_QUOTED PASSAGE_:
┄┄┄┄┄┄

Overview

A microbiome refers to the collection of all microbes, including bacteria, archaea, fungi, protists, and their genetic material within a specific habitat. While some microbiomes are associated with a host (e.g. the human gut or a plant root), there are environmental microbiomes (e.g. air, soil water). Microbiomes differ in the types of microbes present, their abundance, and their ecological diversity. In agroecosystems, these dynamic and interacting environmental and plant-associated microbiomes carry out important beneficial functions including decomposition of organic matter, soil nutrient cycling, and plant growth promotion. Optimizing these beneficial microbiome functions is a promising and sustainable solution for addressing future agronomic challenges related to food insecurity and climate change. In order to harness beneficial microbes, we need to better understand the complex ecological interactions occurring in the field and feedback mechanisms between microbes, plants, and soil.

G. Murali, G. Alka, Microbiome Selection Could Spur Next-Generation Plant Breeding Strategies, Front. Microbiol., Sec. Microbial Symbioses, Volume 7 (2016)

Project Goals

The goal of the Choudoir Lab’s applied soil microbiome extension research program is to translate microbiome science to sustainable agriculture. Climate change, continued intensive agriculture practices, and the increasing demands of food systems threaten soil microbiome biodiversity and their important ecosystem functions. At the same time, microbial solutions to agronomic challenges can support sustainability goals! Our research philosophy aligns with environmental, social, and climate justice goals.

┄┄┄┄┄┄

_DATA SUPPLIED_:
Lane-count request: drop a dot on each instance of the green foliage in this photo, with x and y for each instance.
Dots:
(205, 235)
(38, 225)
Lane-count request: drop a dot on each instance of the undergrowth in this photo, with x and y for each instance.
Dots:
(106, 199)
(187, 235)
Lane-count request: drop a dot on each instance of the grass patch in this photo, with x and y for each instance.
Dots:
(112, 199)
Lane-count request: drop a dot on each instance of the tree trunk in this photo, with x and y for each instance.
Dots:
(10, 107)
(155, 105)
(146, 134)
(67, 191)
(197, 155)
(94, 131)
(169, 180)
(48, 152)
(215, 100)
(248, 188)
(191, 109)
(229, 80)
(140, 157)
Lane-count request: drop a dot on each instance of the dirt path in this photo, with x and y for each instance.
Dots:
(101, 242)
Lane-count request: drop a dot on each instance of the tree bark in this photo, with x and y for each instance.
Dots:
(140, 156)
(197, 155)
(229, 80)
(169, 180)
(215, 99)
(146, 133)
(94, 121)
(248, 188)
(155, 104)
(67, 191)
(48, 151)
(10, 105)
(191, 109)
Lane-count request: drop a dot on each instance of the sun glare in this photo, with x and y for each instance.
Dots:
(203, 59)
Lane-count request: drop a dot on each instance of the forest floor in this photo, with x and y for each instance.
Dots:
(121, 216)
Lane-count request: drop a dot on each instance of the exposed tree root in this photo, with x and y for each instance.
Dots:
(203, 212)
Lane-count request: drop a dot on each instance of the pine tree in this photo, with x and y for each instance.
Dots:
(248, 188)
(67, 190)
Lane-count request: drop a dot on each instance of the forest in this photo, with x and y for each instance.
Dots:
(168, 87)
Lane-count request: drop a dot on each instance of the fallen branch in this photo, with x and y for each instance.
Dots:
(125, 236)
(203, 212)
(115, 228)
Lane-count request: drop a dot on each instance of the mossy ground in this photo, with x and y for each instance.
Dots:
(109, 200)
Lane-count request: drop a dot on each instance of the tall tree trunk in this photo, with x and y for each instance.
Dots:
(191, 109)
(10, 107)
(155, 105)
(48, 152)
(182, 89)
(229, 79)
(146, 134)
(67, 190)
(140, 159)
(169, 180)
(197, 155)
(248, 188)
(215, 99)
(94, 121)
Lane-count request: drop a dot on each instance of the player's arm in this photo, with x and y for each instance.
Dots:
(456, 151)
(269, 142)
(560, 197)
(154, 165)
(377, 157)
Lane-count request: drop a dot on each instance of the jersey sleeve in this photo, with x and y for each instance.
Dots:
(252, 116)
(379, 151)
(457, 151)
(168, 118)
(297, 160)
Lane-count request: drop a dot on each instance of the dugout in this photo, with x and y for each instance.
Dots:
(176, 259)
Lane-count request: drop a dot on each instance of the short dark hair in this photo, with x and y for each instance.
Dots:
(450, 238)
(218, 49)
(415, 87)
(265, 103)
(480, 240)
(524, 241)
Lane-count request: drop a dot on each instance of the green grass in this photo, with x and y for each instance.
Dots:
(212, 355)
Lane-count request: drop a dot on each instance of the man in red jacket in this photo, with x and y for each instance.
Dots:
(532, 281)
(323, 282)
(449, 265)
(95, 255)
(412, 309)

┄┄┄┄┄┄

_TASK INSTRUCTIONS_:
• a. List every kind of microbe that the microbiome text names as belonging to a microbiome.
• b. Write the next part of the microbiome text, continuing after its final sentence.

_TASK-BY-TASK ANSWERS_:
• a. Bacteria, archaea, fungi, and protists.

• b.
Project Design

We study soil microbiomes  at CEFS’ Cherry Research Farm in Goldsboro, NC. Here at the Farming Systems Research Unit, since 1999 five distinct land management practices have been consistently implemented for over 24 years. This long-term study allows us to measure and quantify  changes in soil microbial communities across time scales that are relevant to changes in  ecosystem function.

By sampling soil and rhizosphere microbiomes, we  aim to understand how these microbial communities  contribute to soil and plant health and other agroecosystem functions. This large-scale system-level experiment provides a unique opportunity for exploring the complex relationships between long-term land management practices and soil microbial biodiversity and function. We are using DNA sequencing methods to ask two distinct, but related questions.

1. How does long-term agronomic management impact soil microbiome composition, structure, and diversity? To address this question, we are using microbiome sequencing to explore presence/absence patterns and the relative abundances of microbial species in soil collected in 1999, 2015, and 2023. This allows us to explore how these communities may be changing over time. We are looking at bacteria, fungal, and protist communities.
2. How does annual variation and environmental disturbance influence microbial functional potential and greenhouse gas emissions? To address this question, we are using metagenomic sequencing to quantify the diversity and abundances of functional genes in soils from different treatment plots. The objective is to link these functional gene patterns to greenhouse gas emissions, and to further observe these relationships between gene content and function in soils following environmental disturbance (i.e. extreme climate event or flooding). This project is supported by the DOE JGI’s New Investigator Community Sequence Project (CSP).